(Exercise brief): Transcribe the records from the line containing "the old brick" onward, up to and including the final line, exactly and without anything else.

*** Opening of Data excerpts ***

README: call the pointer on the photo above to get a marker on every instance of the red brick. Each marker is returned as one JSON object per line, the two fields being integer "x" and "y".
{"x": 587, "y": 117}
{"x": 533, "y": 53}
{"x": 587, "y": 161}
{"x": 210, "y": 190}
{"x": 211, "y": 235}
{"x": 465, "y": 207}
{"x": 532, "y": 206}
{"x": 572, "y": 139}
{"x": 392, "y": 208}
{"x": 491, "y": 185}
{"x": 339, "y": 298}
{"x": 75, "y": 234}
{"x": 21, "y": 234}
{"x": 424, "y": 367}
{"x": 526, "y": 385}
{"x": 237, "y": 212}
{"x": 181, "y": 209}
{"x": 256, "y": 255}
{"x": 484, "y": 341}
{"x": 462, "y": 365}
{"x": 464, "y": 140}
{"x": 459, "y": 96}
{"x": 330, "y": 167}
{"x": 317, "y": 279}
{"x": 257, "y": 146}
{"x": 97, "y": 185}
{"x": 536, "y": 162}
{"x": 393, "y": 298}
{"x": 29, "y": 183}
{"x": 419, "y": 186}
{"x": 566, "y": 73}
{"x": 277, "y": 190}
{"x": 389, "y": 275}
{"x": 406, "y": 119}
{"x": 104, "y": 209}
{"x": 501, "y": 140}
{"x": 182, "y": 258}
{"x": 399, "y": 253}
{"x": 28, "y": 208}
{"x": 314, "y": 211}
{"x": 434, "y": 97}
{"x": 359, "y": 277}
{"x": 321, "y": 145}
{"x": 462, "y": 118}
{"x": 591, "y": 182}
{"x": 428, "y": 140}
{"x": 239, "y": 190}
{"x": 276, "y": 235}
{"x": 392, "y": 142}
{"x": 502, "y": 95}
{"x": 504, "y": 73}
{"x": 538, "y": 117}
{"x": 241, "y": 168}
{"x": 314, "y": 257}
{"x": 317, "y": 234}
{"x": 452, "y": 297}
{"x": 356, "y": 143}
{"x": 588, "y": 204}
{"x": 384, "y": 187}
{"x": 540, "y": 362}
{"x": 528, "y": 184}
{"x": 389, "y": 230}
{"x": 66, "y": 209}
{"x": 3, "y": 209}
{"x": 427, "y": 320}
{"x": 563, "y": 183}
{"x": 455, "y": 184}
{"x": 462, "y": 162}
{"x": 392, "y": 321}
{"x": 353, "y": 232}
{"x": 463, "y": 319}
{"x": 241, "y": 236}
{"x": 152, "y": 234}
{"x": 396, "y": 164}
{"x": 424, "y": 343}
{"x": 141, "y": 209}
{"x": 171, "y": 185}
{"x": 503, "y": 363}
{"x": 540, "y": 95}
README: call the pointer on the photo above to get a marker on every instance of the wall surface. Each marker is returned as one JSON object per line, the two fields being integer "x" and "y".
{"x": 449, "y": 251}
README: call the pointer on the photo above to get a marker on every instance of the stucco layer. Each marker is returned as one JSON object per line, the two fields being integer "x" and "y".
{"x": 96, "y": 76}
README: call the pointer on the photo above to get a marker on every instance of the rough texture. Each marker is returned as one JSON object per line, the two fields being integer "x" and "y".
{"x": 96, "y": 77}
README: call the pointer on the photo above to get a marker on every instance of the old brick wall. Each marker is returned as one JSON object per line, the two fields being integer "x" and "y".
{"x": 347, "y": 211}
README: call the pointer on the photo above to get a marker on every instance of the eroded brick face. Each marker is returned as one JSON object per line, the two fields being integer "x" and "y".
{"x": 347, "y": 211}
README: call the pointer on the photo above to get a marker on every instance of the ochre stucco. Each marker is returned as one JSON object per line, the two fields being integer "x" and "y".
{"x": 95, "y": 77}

*** Close of Data excerpts ***

(Solution for this problem):
README: call the pointer on the photo above to get a marker on every instance of the old brick wall. Each marker is returned as one JSON object per line, the two fields being integer "x" and "y".
{"x": 347, "y": 211}
README: call the pointer on the photo above to get a marker on every instance of the eroded brick face. Each marker is returned as one JSON object per line, the two fields being integer "x" and "y".
{"x": 347, "y": 211}
README: call the pointer on the photo above to get a marker on every instance of the ochre stucco. Each marker is returned as one JSON object per line, the two fields being integer "x" and "y".
{"x": 95, "y": 77}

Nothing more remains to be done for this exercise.